## TASK BRIEF
Convert everything from the line containing "Check that every instance of the girl in pink" down to the line containing "column 291, row 530", both included, into a Markdown table with the columns Row and Text. Give each nonblank line its own numbered row and skip blank lines.
==============================
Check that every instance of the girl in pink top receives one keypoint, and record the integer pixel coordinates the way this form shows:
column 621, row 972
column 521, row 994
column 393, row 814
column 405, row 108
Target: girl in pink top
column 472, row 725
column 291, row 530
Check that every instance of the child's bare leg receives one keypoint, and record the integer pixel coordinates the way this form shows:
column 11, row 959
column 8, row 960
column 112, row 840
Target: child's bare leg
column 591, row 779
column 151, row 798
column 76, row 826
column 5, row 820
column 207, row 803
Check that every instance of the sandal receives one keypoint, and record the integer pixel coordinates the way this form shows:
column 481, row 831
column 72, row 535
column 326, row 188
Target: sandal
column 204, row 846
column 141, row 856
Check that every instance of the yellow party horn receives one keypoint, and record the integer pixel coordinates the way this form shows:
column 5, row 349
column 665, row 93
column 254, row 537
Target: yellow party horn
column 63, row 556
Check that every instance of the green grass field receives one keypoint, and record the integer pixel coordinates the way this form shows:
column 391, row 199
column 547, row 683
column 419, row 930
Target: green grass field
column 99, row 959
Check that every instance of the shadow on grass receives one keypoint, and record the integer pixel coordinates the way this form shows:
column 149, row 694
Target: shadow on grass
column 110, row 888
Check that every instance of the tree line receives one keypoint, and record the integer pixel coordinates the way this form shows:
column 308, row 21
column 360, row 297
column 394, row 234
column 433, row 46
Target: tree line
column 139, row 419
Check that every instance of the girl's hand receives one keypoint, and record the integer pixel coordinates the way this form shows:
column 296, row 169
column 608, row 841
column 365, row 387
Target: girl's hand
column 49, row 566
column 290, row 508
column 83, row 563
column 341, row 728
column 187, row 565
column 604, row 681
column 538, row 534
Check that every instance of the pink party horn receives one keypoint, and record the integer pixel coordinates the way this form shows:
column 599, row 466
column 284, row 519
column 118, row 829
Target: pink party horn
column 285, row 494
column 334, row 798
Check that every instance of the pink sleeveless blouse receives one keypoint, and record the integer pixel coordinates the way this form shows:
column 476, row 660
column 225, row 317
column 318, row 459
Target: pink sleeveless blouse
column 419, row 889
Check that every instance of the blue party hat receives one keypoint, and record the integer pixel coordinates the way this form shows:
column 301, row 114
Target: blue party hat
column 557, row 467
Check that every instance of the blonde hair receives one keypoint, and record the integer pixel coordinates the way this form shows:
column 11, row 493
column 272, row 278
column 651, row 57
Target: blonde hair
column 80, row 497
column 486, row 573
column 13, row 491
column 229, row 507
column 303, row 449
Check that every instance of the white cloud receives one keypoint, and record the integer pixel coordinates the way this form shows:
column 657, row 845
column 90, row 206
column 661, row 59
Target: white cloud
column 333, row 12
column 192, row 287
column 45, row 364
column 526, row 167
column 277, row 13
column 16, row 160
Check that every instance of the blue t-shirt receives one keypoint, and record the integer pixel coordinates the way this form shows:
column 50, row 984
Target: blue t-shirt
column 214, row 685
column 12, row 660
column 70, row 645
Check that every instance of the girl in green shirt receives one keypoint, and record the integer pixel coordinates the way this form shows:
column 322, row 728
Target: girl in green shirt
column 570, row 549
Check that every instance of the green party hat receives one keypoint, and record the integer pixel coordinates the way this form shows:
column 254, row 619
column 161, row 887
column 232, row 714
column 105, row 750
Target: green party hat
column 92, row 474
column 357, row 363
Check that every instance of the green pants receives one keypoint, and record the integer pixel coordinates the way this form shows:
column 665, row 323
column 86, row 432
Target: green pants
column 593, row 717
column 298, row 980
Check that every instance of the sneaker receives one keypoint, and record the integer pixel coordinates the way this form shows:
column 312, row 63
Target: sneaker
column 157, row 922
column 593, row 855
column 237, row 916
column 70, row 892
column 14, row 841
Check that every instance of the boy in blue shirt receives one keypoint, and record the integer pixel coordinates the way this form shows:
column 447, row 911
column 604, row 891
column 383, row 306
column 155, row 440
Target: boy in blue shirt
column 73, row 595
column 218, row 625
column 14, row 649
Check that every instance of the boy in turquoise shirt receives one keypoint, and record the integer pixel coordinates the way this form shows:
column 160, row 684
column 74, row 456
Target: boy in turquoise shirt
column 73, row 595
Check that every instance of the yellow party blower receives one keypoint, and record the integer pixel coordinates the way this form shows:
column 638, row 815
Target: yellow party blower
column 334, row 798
==============================
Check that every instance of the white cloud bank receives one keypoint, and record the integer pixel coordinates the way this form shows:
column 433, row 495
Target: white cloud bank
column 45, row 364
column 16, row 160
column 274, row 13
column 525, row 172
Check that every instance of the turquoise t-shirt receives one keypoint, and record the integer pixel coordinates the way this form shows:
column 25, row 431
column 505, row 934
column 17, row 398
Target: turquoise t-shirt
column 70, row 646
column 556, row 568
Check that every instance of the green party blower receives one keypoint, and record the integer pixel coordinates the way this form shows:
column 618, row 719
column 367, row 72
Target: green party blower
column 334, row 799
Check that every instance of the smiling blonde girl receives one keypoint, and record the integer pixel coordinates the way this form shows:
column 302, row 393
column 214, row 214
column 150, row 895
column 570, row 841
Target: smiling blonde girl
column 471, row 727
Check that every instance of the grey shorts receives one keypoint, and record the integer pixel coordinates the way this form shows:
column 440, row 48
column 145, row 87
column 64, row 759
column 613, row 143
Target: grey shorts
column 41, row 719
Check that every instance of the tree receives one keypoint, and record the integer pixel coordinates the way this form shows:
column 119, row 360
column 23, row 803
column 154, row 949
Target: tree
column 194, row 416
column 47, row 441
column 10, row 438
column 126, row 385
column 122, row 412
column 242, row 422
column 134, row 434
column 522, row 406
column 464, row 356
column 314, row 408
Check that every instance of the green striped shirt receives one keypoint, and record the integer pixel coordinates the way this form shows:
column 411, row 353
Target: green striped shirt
==============================
## ANSWER TO THIS PROBLEM
| Row | Text |
|---|---|
| 1 | Check that every instance of the girl in pink top receives one keypoint, and record the integer pixel coordinates the way this form shows: |
| 2 | column 621, row 972 |
| 3 | column 521, row 994 |
| 4 | column 393, row 814 |
| 5 | column 405, row 108 |
| 6 | Target: girl in pink top |
| 7 | column 472, row 725 |
| 8 | column 291, row 530 |